» **SOURCE**
• • •
28. The appellate body, whether the Employment Appeal Tribunal or this court, must be on its guard against making the very same legal error as the tribunal stands accused of making. An error will occur if the appellate body substitutes its own subjective response to the employee’s conduct. The appellate body will slip into a similar sort of error if it substitutes its own view of the reasonable employer’s response for the view formed by the tribunal without committing error of law or reaching a perverse decision on that point.
29. Other danger zones are present in most appeals against tribunal decisions. As an appeal lies only on a question of law, the difference between legal questions and finding of fact and inferences is crucial. Appellate bodies learn more from experience than from precept or instruction how to spot the difference between a real question of law and a challenge to primary findings of fact dressed up as law.
30. Another teaching of experience is that, as with other tribunals and courts, there are occasions when a correct self-direction of law is stated by the tribunal, but then overlooked or misapplied at the point of decision. The tribunal judgment must be read carefully to see if it has in fact correctly applied the law which it said was applicable. The reading of an employment tribunal decision must not, however, be so fussy that it produces pernickety critiques. Over-analysis of the reasoning process; being hypercritical of the way in which the decision is written, focussing too much on particular passages or turns of phrase to the neglect of the decision read in the round: these are all appellate weaknesses to avoid.”
“… The Tribunal was obliged to avoid ‘substitution’ – that is, to ask not whether it would itself have been content with the account given by Mr Kottler and Ms Gadd but whether it was reasonable for Mr Mulholland [the disciplinary officer] to be. But we likewise must avoid substituting our own view of what it was reasonable for Mr Mulholland to do as long as the Tribunal’s view was a tenable one on the evidence before it. We are, however, entitled to look behind the fact that the Tribunal ostensibly directed itself directly, as this Tribunal did: as Mummery LJ observes in Fuller, at para. 30, it is not unknown for tribunals to state the correct approach but then overlook or misapply it at the point of decision.”
• • •
» **DATASET RECORDS**
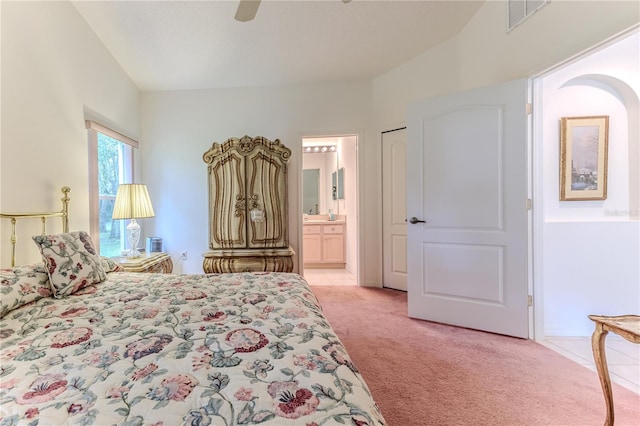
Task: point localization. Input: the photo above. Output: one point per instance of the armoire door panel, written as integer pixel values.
(228, 201)
(266, 187)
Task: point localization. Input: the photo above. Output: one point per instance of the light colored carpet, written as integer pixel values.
(423, 373)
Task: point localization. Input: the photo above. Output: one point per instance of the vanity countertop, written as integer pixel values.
(322, 219)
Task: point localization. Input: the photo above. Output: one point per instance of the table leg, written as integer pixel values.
(597, 344)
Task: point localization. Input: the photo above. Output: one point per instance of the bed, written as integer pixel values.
(113, 347)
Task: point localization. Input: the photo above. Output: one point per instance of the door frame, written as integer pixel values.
(382, 206)
(358, 198)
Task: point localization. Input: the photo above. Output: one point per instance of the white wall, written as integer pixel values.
(181, 126)
(589, 259)
(55, 74)
(484, 53)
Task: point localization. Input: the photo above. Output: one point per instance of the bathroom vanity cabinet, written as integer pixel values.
(324, 244)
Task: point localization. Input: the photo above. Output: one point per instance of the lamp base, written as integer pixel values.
(133, 235)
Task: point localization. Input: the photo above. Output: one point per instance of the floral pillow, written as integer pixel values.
(22, 285)
(71, 261)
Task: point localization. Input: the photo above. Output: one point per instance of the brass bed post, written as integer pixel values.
(65, 208)
(64, 214)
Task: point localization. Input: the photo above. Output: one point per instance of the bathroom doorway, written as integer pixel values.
(329, 210)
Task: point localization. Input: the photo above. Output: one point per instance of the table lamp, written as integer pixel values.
(132, 202)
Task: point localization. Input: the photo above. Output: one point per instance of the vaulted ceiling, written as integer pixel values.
(188, 45)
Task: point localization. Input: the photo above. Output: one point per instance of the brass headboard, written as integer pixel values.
(64, 214)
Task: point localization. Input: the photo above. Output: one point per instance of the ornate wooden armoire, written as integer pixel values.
(248, 206)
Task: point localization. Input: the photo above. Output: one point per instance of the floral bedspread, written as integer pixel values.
(154, 349)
• • •
» **EXERCISE TASK 1**
According to the passage on appeals from employment tribunals, why is it so important to tell legal questions apart from findings of fact? Answer in one to three sentences.
» **EXERCISE TASK 2**
In the passage on appeals from employment tribunals, who is named as the disciplinary officer?

» **WRITTEN ANSWER 1**
An appeal against a tribunal decision can only be brought on a question of law. That makes the line between real legal questions and findings of fact or inferences crucial.

» **WRITTEN ANSWER 2**
Mr Mulholland.